The Scheme identifies Australia’s leading experts in energy retrofits, helping building owners and managers to find professionals that they can trust to refurbish their buildings for energy efficiency purposes. It also provides a benchmark for energy efficiency professionals, allowing them to develop their knowledge and skills over time.

The Energy Efficiency Council has announced the names of the first candidates awarded certification under the Scheme. Certificates conferring the status of Certified Energy Efficiency Specialist (CEES), which indicates a professional with the knowledge but limited experience, and Certified Energy Efficiency Leader (CEEL), which denotes a highly experienced and knowledgeable retrofit professional, were awarded at certification ceremonies in Sydney and Melbourne in June this year.

‘The Energy Efficiency Certification Scheme is now fully operational, recognising genuine professionals in the energy efficiency sector and helping building owners and managers find quality providers,’ says Luke Menzel, Manager, Sector Development at the Energy Efficiency Council.

‘By being certified, this first group of successful candidates has demonstrated that they are on the leading edge of professionalism in the delivery of commercial building retrofits in Australia.’

The Energy Efficiency Council has also launched a new Scheme website. The website includes a directory of certified professionals, and information on comprehensive retrofits for building owners and managers.

‘Certified professionals are listed on the Scheme website. This means that building owners and managers now have a straightforward way to find and contact a project leader with the knowledge and skills to manage a comprehensive energy retrofit of their building from start to finish,’ says Menzel.

The Energy Efficiency Council is now preparing for the second round of assessments and certifications. Interested professionals can register their interest in round two by visiting the Scheme website at www.efficiencycertification.org.au.

Retrofit Australia spoke with three certified professionals about the Scheme.



Caoimhin Ardren, Manager, Project Implementation and Operations, Energy Action, Projects and Advisory Services (incorporating Exergy)

RA: How important is retrofitting commercial premises when it comes to Australia’s energy efficiency?

CA: Retrofitting of existing commercial properties is crucial to energy efficiency in Australia, in that it not only addresses consumption in buildings and facilities that will still be with us for a long time to come (something like 95 per cent of the existing commercial buildings will be in operation 30 years from now), but it also is a great way to communicate with a large portion of the population about energy efficiency and its associated benefits. Correctly implemented energy efficiency retrofit projects result in buildings that are cheaper to run, and have lower emissions and improved health and indoor environment quality. It’s a win-win for all concerned.

RA: Can you tell us a bit about what you do on a day-to-day basis?

CA: A lot of what I do every day is about asking questions. With a team of colleagues that identify energy savings opportunities, develop the measures and then go about implementing these savings, as well as verifying that the measures have been correctly implemented and commissioned, my job is about interrogating my colleagues and the designers and contractors. For example, why is the proposed solution the right one? Will that change impact the energy-saving outcome? What did we promise the client, and will this design/ installation deliver the promised savings and operational benefits?

# # # #

*TASK 1*.
Reproduce word for word the part of the passage on the certification scheme that opens with the words containing "CA: Retrofitting of" and closes with "for all concerned.".
*TASK 2*.
Answer these questions from the passage on the certification scheme.
(a) In which two cities were the first certification ceremonies held?
(b) At what website can interested professionals register their interest in round two?
(c) According to Caoimhin Ardren, roughly what share of existing commercial buildings will still be in operation 30 years from now?
The items that follow the passage come from a separate source.

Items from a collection
# # # #

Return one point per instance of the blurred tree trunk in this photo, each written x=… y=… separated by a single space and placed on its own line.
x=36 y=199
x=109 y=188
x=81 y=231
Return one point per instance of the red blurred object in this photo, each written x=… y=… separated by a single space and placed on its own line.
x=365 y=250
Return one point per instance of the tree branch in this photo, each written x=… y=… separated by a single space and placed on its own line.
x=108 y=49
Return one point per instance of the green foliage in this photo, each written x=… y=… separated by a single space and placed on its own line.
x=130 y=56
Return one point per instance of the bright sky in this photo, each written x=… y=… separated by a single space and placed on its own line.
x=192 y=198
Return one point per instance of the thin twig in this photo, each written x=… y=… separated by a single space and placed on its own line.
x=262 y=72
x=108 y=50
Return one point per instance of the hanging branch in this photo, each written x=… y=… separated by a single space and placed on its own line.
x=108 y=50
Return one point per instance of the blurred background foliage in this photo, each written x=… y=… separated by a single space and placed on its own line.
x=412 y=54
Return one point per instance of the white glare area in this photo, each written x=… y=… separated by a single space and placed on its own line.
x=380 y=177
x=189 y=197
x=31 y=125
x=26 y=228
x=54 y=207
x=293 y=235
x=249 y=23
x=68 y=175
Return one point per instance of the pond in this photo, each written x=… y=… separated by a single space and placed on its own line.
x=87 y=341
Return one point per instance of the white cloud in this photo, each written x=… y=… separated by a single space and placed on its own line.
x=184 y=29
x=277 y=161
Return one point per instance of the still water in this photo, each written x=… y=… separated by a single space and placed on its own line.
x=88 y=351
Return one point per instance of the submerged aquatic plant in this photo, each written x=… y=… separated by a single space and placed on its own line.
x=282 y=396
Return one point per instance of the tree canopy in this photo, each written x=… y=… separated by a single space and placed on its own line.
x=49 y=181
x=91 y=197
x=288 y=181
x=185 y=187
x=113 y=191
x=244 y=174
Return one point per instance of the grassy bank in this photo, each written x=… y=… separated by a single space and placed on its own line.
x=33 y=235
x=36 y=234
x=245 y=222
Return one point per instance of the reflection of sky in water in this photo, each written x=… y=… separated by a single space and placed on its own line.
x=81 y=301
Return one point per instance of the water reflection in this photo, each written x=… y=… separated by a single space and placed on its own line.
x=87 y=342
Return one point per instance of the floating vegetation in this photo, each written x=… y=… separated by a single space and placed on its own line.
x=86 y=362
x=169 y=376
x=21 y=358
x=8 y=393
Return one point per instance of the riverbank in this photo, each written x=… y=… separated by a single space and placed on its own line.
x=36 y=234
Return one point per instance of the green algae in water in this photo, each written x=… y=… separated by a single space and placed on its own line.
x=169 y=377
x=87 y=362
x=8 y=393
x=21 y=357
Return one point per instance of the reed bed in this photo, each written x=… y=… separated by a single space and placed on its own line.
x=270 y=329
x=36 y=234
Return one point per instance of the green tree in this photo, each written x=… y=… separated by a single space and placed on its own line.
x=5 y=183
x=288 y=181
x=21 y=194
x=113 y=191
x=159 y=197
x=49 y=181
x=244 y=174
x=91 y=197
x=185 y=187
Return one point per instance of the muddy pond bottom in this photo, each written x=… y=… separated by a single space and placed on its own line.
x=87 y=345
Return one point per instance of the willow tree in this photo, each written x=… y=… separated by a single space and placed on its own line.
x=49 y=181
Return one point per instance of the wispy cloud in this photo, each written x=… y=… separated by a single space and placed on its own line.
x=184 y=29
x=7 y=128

# # # #

*FINAL RESULT 1*.
CA: Retrofitting of existing commercial properties is crucial to energy efficiency in Australia, in that it not only addresses consumption in buildings and facilities that will still be with us for a long time to come (something like 95 per cent of the existing commercial buildings will be in operation 30 years from now), but it also is a great way to communicate with a large portion of the population about energy efficiency and its associated benefits. Correctly implemented energy efficiency retrofit projects result in buildings that are cheaper to run, and have lower emissions and improved health and indoor environment quality. It’s a win-win for all concerned.

*FINAL RESULT 2*.
(a) Sydney and Melbourne
(b) www.efficiencycertification.org.au
(c) Something like 95 per cent